STATED PROBLEM
Rewrite all of these lines with "Annotate" changed to "Mark" wherever it occurs, keeping everything else the same. Leave the pictures out of your answer.

━━━━━━━━

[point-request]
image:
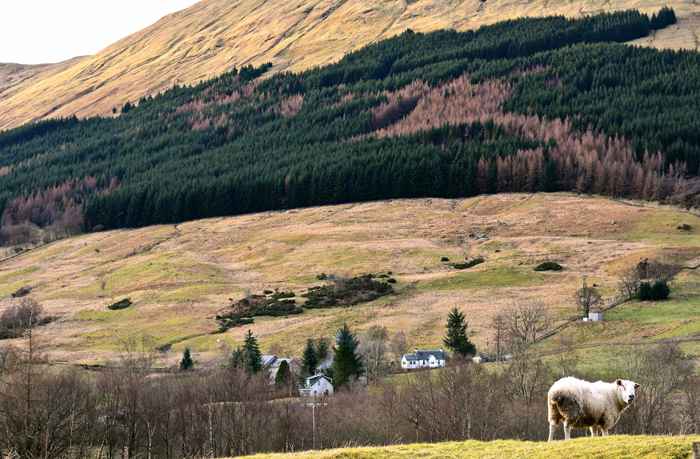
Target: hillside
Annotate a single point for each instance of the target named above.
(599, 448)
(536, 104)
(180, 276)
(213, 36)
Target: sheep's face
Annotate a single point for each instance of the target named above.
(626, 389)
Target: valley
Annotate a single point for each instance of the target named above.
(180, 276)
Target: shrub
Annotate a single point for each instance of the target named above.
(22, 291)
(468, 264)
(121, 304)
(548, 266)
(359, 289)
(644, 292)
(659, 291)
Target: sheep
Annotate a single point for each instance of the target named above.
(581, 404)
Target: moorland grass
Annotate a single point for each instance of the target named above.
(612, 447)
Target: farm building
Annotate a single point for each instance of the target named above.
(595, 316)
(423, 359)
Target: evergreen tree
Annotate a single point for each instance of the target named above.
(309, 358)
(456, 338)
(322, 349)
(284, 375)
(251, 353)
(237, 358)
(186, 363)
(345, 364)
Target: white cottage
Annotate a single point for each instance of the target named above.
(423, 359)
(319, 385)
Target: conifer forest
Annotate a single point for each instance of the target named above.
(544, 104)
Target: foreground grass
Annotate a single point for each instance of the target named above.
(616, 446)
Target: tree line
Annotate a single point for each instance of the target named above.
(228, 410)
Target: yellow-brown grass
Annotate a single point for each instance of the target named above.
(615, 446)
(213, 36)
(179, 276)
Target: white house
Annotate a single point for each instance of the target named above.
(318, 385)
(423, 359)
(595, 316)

━━━━━━━━

TASK SOLUTION
[point-request]
image:
Target: hillside
Mark a single point for each instance of the target named above.
(599, 448)
(536, 104)
(180, 276)
(213, 36)
Target: sheep's face
Mark a single point for each instance of the target named above.
(626, 389)
Target: valley
Mark a single point for each instance of the target named above.
(180, 276)
Target: shrub
Mark a single point for each instance of the target named above.
(22, 291)
(468, 264)
(121, 304)
(548, 266)
(359, 289)
(644, 292)
(659, 291)
Target: sheep
Mark a single point for each instance of the target named above.
(581, 404)
Target: moorland grass
Mark a single point for each instance of the target named above.
(612, 447)
Target: farm building
Mark a single point for each instance of the target named above.
(595, 316)
(423, 359)
Target: evergreen tree
Mark a single point for each instance of the target named above.
(309, 358)
(456, 338)
(322, 349)
(284, 375)
(251, 353)
(237, 358)
(186, 363)
(345, 364)
Target: white cottage
Mark a single point for each instance of the target named above.
(423, 359)
(319, 385)
Target: conifer forest
Mark a single point for each instance of the target named above.
(544, 104)
Target: foreground grass
Mark a single point for each instance of the target named above.
(616, 446)
Target: tree line
Mark a single point for each instance of the target named above.
(228, 410)
Target: yellow-brown grass
Mark a single point for each instance of the target named above.
(615, 446)
(213, 36)
(179, 276)
Target: white house
Mark a single point for each instance of the target named above.
(318, 385)
(423, 359)
(595, 316)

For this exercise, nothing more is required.